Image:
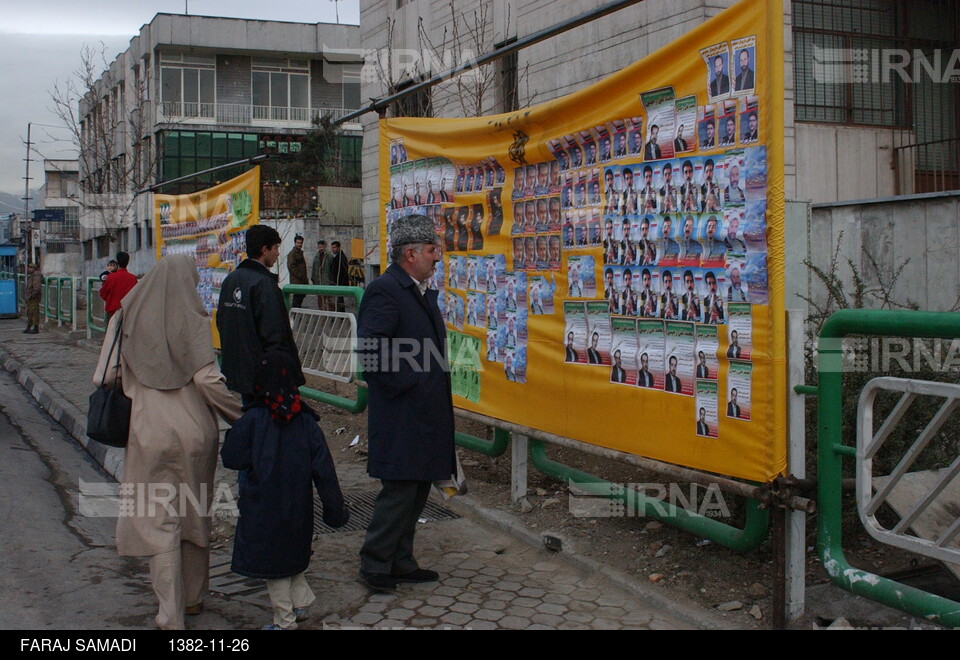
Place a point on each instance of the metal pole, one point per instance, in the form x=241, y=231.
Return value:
x=520, y=44
x=26, y=202
x=778, y=536
x=796, y=523
x=518, y=467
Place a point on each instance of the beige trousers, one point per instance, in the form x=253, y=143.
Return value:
x=180, y=577
x=287, y=594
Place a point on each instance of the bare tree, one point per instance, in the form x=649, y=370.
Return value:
x=469, y=36
x=108, y=117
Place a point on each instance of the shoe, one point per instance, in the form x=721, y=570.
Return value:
x=273, y=626
x=379, y=582
x=418, y=575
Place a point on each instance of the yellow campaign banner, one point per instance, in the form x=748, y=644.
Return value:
x=210, y=226
x=615, y=257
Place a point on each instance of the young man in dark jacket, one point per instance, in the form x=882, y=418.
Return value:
x=251, y=316
x=338, y=271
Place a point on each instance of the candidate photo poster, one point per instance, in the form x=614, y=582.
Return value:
x=661, y=123
x=575, y=332
x=685, y=135
x=716, y=58
x=581, y=280
x=650, y=349
x=542, y=291
x=707, y=347
x=744, y=53
x=678, y=355
x=623, y=370
x=739, y=390
x=601, y=333
x=739, y=331
x=707, y=407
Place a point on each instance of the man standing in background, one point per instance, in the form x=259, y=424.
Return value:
x=33, y=294
x=318, y=272
x=251, y=317
x=297, y=268
x=338, y=271
x=117, y=285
■ ■ ■ ■ ■ ■ ■
* WHAT YOU NEED TO DO
Return all the entries word for word, but omit any pictures they contain.

* THE COMPLETED TASK
Image:
Place a point on each instance of the metal pole, one point per instance, in the form x=241, y=231.
Return value:
x=520, y=44
x=26, y=202
x=778, y=536
x=796, y=523
x=518, y=467
Place a point on each instance of the beige trousers, one point per instance, in the form x=253, y=143.
Return value:
x=180, y=577
x=287, y=594
Place a point on each instance of the bare tree, one point per instance, in the form x=649, y=370.
Return value:
x=469, y=36
x=108, y=117
Place a point on each instance of the shoe, one point per instance, in the form x=721, y=570.
Return value:
x=273, y=626
x=379, y=582
x=418, y=575
Place a point on each instance of the yellow campaign banner, one point per instance, in the form x=748, y=644.
Return value:
x=210, y=226
x=615, y=257
Place a point on each instance of the young man in dark jacket, one point per instance, in the form x=882, y=418.
Return value:
x=251, y=316
x=338, y=271
Place a point on each instance of the candidate photo poster, one point per instance, in the form x=614, y=582.
Return value:
x=661, y=123
x=575, y=332
x=685, y=135
x=716, y=58
x=581, y=280
x=650, y=349
x=542, y=291
x=707, y=347
x=744, y=53
x=678, y=355
x=623, y=370
x=739, y=390
x=601, y=333
x=739, y=331
x=707, y=407
Place a point on each instance of the man standing in background, one point per instance, in the form x=259, y=424.
Return value:
x=33, y=294
x=318, y=272
x=251, y=317
x=297, y=268
x=338, y=271
x=117, y=285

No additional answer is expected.